**** Text segment ****

A Confessional Apology (Apologetic Confession?): Here's What Happened With "The Dragonlord's Heir"

I should mention that I originally wrote this post probably over a year ago. I did not post it right away becausewell, for the reasons listed below. I felt like now would be a good time to finally share my thoughts given how I've been struggling lately to feel like I'm doing anything of value with my skills and talents. This is the most honest thing I've written, probably ever.

So to channel Usher, these are my confessions.

First, I feel like I owe an apology to several people. Namely to the people who read my first self-published book, The Dragonlord's Heir.


Yes, I self-published a book under the pen name, Christina Kenway, after Edward Kenway, the protagonist of Assassin's Creed: Black Flag. Dorky, I know. I published my book four years and three months ago, to be exact. It was a middle grade novel about a young boy who discovered he was a modern-day dragon slayer à la Rick Riordan’s Percy Jackson. I wasn’t proud of my book after a while, but about a year ago, I had an introspective moment and I realized that I should be proud of it.

Keep in mind that when I say I know I should be proud of it, it doesn't mean that I am proud of it. I am still struggling with this, struggling to give myself a break and ever admit that I done good, kid. I constantly look back on my book and think to myself, "Who did I think I was? What a joke."

You see, I am a perfectionist. A hard-core perfectionist, almost to the point of being crippling. I like things done right the first time, and if they aren’t done right the first time, I write off my initial efforts and try to do better to make up for it. I beat myself up until I get things right in order to prove that I still got “it.” Whatever “it” is.

Life doesn’t work that way, though. You can’t just throw out the imperfections. You have to work with them, to shape and mold them. I’m slowly beginning to realize this.

But first, before fully confessing the self-publishing skeleton in my closet, an anecdote.

While I was growing up, my mother ran a wedding dress business out of our home. Bridal clients came and went, and she made some pretty elaborate gowns which were professionally photographed and documented in a portfolio. I’m talking full-on gowns with trains, veils, and detailed lacework. She began to teach me the sewing basics when I was a teenager and I learned a lot from her, but she was difficult to work with. We both had (have) short fuses and short tempers. Sorry, Mom. We both know it’s true.

So I had to learn my skills elsewhere. I took a few fashion design classes in high school which allowed me to do some basic sewing, but I can’t say I actually learned much in those classes. We really only learned how to operate a machine, and how to read and follow a sewing pattern while our teacher watched over our shoulders, two things which I already knew how to do.

Summoner Yuna from Final Fantasy X. My first costume from 2012.
Then, a few years ago, I got into cosplay. If you don’t know what that is, think Comic-Con. All those people dressed up as video game characters, anime characters, movie characters, and the like are cosplaying. It is certainly a dorky hobby, but I had a lot of fun doing it and made a lot of good friends.

I started making my own costumes from scratch, often foregoing the standard store-bought pattern altogether and creating patterns of my own, especially for the less-traditional costumes that weren't simple A-line dresses or circle skirts. At first, I had no real idea what I was doing. Though my costumes always looked good, the construction beneath everything was terrible.

Belle from Beauty and the Beast. 2015.



But I enjoyed the end results. I enjoyed sewing. I continued making costumes, including an original design of Maleficent, Belle’s yellow ball gown from Beauty and the Beast, and all of Elizabeth’s costumes from the video game, Bioshock: Infinite. With every costume I made, I learned a new skill. I discovered new tools of the trade. I practiced new techniques. I was eager to learn more. My arsenal of sewing abilities expanded to the point where some of my abilities had surpassed even my mother’s.

**** Recorded data ****

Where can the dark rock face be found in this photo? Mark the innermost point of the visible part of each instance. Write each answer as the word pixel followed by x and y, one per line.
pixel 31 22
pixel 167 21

****

• Task statement: According to the blog post about The Dragonlord's Heir, what pen name was the book published under?

• Result below: Christina Kenway